Requirements
Exactly as they appear, output all of the entries.

Task data
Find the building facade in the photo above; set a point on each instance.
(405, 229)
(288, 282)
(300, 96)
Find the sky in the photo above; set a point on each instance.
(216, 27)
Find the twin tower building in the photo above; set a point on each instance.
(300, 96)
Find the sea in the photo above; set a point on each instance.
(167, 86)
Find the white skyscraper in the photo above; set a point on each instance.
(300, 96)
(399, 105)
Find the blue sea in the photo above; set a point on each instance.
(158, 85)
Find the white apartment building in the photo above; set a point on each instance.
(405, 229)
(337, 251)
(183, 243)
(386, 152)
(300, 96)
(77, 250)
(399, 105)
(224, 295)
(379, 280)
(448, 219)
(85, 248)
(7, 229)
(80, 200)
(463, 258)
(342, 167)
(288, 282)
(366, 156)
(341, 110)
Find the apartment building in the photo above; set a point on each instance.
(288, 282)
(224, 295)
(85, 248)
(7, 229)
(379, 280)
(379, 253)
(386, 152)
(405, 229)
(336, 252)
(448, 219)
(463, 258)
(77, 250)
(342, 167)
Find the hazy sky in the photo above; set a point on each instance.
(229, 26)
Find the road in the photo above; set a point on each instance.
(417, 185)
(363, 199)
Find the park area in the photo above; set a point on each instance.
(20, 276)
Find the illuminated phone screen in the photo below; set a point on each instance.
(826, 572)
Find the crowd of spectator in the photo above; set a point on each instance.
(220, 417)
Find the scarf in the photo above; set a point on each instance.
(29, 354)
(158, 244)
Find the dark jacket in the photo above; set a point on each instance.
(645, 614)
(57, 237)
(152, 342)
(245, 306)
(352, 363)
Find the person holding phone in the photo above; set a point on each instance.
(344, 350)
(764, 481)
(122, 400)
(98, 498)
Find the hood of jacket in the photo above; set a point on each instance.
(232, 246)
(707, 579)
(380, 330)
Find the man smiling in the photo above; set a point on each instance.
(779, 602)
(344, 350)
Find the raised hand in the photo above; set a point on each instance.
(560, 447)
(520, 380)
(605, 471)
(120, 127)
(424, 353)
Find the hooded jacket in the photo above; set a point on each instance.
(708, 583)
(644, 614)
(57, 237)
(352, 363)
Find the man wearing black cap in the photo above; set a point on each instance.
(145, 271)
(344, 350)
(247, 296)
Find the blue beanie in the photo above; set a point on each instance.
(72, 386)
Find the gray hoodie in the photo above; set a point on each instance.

Problem solution
Find the building facade in the photo above; set a point on each instance.
(405, 229)
(288, 282)
(300, 96)
Find the sky in the photo above; set a point on each instance.
(216, 27)
Find the twin tower building in the photo above; set a point on each instance.
(300, 96)
Find the sea in the photo above; set a point on each instance.
(167, 86)
Find the white skyscraper in the photo above; set a point on each instance.
(300, 96)
(399, 105)
Find the blue sea in the photo above; set a point on each instance.
(158, 85)
Find the white apartment building in the photo above; set a point on each instance.
(405, 229)
(337, 251)
(183, 243)
(386, 152)
(300, 96)
(77, 250)
(399, 105)
(224, 295)
(379, 280)
(448, 219)
(85, 248)
(7, 229)
(80, 200)
(463, 258)
(342, 167)
(288, 282)
(366, 156)
(341, 110)
Find the apartment building in the photo above; set a point on each instance.
(288, 282)
(224, 295)
(85, 248)
(7, 229)
(379, 280)
(379, 253)
(386, 152)
(405, 229)
(336, 252)
(448, 219)
(463, 258)
(77, 250)
(342, 167)
Find the hazy sky in the photo above; set a point on each instance.
(229, 26)
Find the road in the photo above; set a point on each instance.
(417, 185)
(363, 199)
Find the park area in the photo above; set a point on each instance.
(20, 276)
Find the illuminated phone screen in the photo below; set a point on each instance.
(826, 572)
Find the crowd of spectator in the photo above; set a point on each instance.
(220, 417)
Find the scarf in the photo above; set a point on each instance.
(29, 354)
(158, 244)
Find the dark jacket in the photo above; set a point on each instance.
(645, 614)
(57, 237)
(152, 342)
(245, 306)
(352, 363)
Find the person holding phone in the photo above; set a point on each instance.
(344, 350)
(764, 481)
(122, 400)
(98, 498)
Find the hood of jacket in the photo above; set a point on each instance.
(232, 246)
(707, 579)
(380, 330)
Find the man smiling in the photo above; set a point on each instance.
(779, 602)
(344, 350)
Find the raised hand in the photo above; set a point on each instance.
(560, 447)
(520, 380)
(605, 471)
(120, 127)
(424, 353)
Find the hooded jacket in the photo above; set a point on each instance.
(708, 583)
(644, 614)
(57, 237)
(352, 363)
Find the man wearing black cap in the photo above; set a point on each instance.
(145, 271)
(344, 350)
(247, 296)
Find the blue beanie in the photo above; set a point on each instance.
(72, 386)
Find the gray hoodie in the photo above; set a point on each instance.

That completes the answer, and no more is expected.